**What is being asked:** Can you collect every line in the records below that contains the string "above"? Match case exactly.

**Stored records:**

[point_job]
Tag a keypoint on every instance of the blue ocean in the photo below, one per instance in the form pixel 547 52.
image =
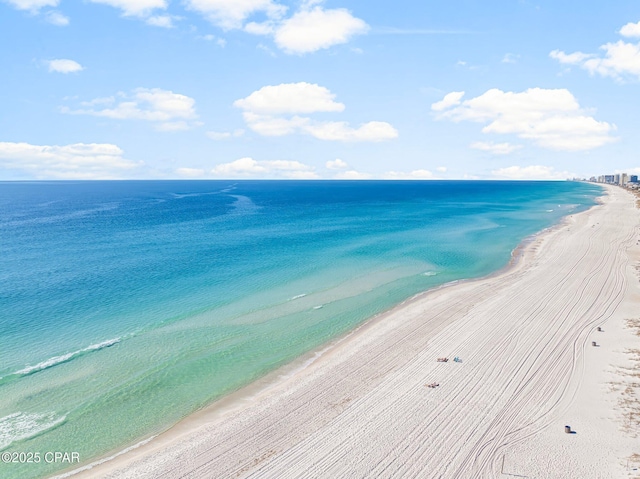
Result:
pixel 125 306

==

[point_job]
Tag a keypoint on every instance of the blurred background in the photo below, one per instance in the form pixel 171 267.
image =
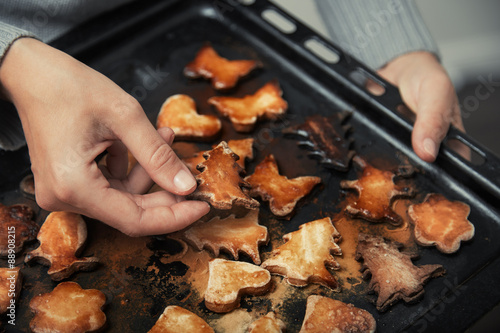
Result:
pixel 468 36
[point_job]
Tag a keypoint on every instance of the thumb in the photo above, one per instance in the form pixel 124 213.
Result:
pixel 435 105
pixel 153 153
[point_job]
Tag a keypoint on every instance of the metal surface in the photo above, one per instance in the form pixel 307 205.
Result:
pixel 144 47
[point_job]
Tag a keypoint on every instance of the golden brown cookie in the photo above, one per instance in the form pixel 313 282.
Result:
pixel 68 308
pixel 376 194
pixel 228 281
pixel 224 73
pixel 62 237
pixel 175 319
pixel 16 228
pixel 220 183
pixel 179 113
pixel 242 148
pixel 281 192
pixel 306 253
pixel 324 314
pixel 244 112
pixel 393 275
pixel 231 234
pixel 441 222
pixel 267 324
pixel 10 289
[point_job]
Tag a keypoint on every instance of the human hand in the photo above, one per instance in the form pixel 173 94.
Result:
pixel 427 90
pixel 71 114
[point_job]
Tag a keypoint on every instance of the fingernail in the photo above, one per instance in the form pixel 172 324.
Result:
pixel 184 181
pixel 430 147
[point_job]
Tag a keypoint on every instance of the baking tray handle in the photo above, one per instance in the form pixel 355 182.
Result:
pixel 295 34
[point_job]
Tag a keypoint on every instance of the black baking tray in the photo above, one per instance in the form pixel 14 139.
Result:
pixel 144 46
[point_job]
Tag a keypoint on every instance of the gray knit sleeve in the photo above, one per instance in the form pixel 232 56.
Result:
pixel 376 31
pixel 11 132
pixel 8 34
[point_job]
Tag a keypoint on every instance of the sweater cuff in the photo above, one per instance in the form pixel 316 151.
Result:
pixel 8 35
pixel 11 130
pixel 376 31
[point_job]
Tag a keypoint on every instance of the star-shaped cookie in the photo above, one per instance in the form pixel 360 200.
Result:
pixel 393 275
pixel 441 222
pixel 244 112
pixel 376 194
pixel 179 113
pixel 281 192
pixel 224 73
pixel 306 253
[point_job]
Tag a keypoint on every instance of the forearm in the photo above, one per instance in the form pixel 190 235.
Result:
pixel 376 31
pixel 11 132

**Complete answer:**
Tag a keypoint on every instance of the thumb in the photo above, one per instance in the form pixel 124 213.
Tag a keypoint on every instance of the metal surface in the photo above, one per instance in the form pixel 307 205.
Tag a keypoint on every instance of the golden brown cookie in the photo above, one per instance in the form pixel 313 282.
Tag a keypoint on every instance of the human hand in the photo above, one per instance in the form pixel 173 94.
Tag a keypoint on every instance of the fingernail in the photo above, one per instance in the form pixel 172 324.
Tag a keypoint on every instance of the baking tray handle in the photo above, one per instance in the form pixel 355 182.
Tag a keypoint on every instance of the black baking tray in the photo above, one per instance in the form pixel 14 139.
Tag a keypoint on every instance of the gray knit sleeve in the photo above, one per instance in the form pixel 232 56.
Tag a keypoint on every instance of the sweater cuff in the photo above, one per instance in the form pixel 316 151.
Tag a keypoint on every instance of the star-shaped cookie in the photo above, one per instance in the form pixel 360 200.
Tag a keypoint on every instance of the forearm in the photo above, one per instance in the form pixel 190 235.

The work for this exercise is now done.